──────── Metin Bloğu

Süfrajetler | İlk Feminist Militanlar

26 Kasım 2021

Yazı: Süfrajetler | İlk Feminist Militanlar | Yazan: Didem Çelebi Özkan

Haklar.
En başta da seçme ve seçilme hakkı.

Dünya tarihi, bu hakları elde edebilmek için dökülen kanlarla yazılmıştır; iç savaşlar yapılmış, halk ayaklanmaları, devrimler olmuştur. Bu hakları kazanabilmek için bedeller ödenmiştir.

Kadınlara ise hakları, hiçbir ülkede, altın tepsiyle sunulmamıştır.

Kimilerinin hâlâ kıymetini anlayamadığı bu haklar için kadınlar cephesinde neler yaşandı biraz ondan bahsetmek istiyorum bugün.
 

“Demokrasi” Fikrinin Doğuşu

İlk kez MÖ 6. yüzyılda Atina şehir devletinde uygulanan demokrasi, bugünkü şeklinden oldukça farklıdır. Antik Yunan’da halk, evet seçimle yönetilir fakat sadece toprak sahibi yetişkin erkek vatandaşlar oy verme hakkına sahiptirler. Köleler, kadınlar, mülksüzler ve şehirde ikâmet eden yabancılar oy kullanamazlar.

────────────────
──────── Çıkarılan Veriler

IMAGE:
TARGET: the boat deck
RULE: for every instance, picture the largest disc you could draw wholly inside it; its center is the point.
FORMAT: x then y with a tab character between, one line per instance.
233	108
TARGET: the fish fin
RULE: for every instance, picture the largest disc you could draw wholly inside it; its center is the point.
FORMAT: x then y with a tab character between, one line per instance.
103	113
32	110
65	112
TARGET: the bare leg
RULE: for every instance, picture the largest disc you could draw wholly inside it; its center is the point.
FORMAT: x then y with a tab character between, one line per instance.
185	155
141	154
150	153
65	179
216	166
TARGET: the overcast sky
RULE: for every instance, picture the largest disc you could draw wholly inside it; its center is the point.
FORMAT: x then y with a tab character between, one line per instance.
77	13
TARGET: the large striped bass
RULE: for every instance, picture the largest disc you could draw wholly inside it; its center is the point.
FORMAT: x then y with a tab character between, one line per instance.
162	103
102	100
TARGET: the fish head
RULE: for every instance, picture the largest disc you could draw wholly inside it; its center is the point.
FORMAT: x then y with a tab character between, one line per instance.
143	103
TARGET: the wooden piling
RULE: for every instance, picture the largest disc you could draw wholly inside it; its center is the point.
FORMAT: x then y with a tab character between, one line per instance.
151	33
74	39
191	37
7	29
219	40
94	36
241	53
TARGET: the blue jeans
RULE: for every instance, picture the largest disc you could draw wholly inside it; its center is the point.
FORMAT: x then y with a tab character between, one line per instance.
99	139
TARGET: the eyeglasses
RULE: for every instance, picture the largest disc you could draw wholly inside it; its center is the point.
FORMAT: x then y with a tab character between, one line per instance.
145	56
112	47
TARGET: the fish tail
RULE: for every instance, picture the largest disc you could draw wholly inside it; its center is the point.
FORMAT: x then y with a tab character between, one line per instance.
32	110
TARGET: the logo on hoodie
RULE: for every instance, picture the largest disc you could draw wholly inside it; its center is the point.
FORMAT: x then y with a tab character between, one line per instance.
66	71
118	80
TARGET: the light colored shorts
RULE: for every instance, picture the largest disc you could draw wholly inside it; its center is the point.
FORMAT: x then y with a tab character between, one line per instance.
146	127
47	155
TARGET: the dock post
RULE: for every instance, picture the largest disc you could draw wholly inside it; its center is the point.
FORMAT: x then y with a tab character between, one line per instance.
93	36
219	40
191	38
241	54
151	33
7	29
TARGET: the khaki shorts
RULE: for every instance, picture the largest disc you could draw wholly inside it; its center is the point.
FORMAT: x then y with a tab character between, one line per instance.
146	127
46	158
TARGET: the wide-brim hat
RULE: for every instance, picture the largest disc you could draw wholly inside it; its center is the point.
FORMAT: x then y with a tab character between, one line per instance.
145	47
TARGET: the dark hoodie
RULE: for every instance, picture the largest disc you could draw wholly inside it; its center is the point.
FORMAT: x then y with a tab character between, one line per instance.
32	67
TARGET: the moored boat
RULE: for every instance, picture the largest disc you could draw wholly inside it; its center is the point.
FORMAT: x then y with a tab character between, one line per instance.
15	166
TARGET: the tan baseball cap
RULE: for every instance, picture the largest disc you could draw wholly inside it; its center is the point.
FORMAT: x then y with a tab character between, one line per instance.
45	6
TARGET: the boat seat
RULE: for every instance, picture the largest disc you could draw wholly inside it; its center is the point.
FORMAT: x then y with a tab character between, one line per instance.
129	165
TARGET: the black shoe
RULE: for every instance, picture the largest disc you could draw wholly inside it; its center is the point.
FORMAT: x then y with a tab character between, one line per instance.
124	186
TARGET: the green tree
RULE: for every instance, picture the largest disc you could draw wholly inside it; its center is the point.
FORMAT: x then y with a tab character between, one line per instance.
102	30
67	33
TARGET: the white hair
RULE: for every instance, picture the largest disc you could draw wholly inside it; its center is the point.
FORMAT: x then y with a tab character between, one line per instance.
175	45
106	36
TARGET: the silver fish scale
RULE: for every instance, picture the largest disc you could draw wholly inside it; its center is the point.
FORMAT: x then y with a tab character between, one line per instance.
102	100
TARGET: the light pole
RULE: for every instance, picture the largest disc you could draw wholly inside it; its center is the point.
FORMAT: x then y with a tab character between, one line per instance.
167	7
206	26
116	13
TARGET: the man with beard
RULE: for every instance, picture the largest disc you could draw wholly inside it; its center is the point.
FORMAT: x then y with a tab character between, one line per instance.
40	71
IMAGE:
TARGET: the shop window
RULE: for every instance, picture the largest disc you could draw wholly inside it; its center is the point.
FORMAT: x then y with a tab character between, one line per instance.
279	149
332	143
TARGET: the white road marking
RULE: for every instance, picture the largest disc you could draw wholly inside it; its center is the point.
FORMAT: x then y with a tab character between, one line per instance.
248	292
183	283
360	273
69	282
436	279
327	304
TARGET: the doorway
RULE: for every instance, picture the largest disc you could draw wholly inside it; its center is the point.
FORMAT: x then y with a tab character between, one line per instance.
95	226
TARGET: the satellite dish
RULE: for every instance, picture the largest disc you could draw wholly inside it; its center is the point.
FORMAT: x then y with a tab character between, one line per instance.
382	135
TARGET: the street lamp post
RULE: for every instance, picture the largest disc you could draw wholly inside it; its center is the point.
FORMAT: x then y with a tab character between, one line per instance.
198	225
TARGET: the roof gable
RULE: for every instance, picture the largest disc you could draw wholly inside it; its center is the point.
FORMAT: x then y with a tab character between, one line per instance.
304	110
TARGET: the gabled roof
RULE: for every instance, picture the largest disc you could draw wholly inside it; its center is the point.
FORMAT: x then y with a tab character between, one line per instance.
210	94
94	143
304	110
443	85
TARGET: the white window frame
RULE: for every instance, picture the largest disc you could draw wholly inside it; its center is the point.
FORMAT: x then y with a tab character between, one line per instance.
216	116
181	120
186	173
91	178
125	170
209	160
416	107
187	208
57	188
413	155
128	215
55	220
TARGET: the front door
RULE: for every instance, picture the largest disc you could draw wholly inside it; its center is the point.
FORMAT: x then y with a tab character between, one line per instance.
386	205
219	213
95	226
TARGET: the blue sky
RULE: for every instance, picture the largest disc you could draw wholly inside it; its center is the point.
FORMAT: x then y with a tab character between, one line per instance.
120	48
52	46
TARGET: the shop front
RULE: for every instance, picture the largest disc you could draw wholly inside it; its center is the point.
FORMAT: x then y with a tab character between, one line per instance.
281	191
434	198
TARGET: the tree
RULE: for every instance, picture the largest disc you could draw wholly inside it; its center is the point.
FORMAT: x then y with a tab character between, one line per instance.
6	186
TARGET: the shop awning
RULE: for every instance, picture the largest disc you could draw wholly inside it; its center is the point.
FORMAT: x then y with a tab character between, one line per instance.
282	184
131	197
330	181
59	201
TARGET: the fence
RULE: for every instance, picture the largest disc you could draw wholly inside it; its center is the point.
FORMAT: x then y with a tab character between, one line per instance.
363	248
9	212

────────────────

_Yapılacak İşlemler_:
(A) Süfrajetler yazısına göre Antik Yunan'da oy kullanamayan bütün grupları sıralayınız.
(B) Süfrajetler yazısına dayanarak aşağıdaki soruları yanıtlayınız:
(i) Yazı hangi tarihi taşımaktadır?
(ii) Yazının yazarı kimdir?
(iii) Demokrasi ilk kez ne zaman ve nerede uygulanmıştır?
(C) Süfrajetler yazısındaki "Dünya tarihi, bu" ifadesinden başlayarak "yabancılar oy kullanamazlar." ifadesine kadar, bu ifade de dahil olmak üzere, ilgili bölümü aynen yineleyiniz.

_Görev Yanıtları_:
(A)
Köleler
Kadınlar
Mülksüzler
Şehirde ikâmet eden yabancılar

(B)
(i) 26 Kasım 2021
(ii) Didem Çelebi Özkan
(iii) MÖ 6. yüzyılda, Atina şehir devletinde

(C)
Dünya tarihi, bu hakları elde edebilmek için dökülen kanlarla yazılmıştır; iç savaşlar yapılmış, halk ayaklanmaları, devrimler olmuştur. Bu hakları kazanabilmek için bedeller ödenmiştir.

Kadınlara ise hakları, hiçbir ülkede, altın tepsiyle sunulmamıştır.

Kimilerinin hâlâ kıymetini anlayamadığı bu haklar için kadınlar cephesinde neler yaşandı biraz ondan bahsetmek istiyorum bugün.
 

“Demokrasi” Fikrinin Doğuşu

İlk kez MÖ 6. yüzyılda Atina şehir devletinde uygulanan demokrasi, bugünkü şeklinden oldukça farklıdır. Antik Yunan’da halk, evet seçimle yönetilir fakat sadece toprak sahibi yetişkin erkek vatandaşlar oy verme hakkına sahiptirler. Köleler, kadınlar, mülksüzler ve şehirde ikâmet eden yabancılar oy kullanamazlar.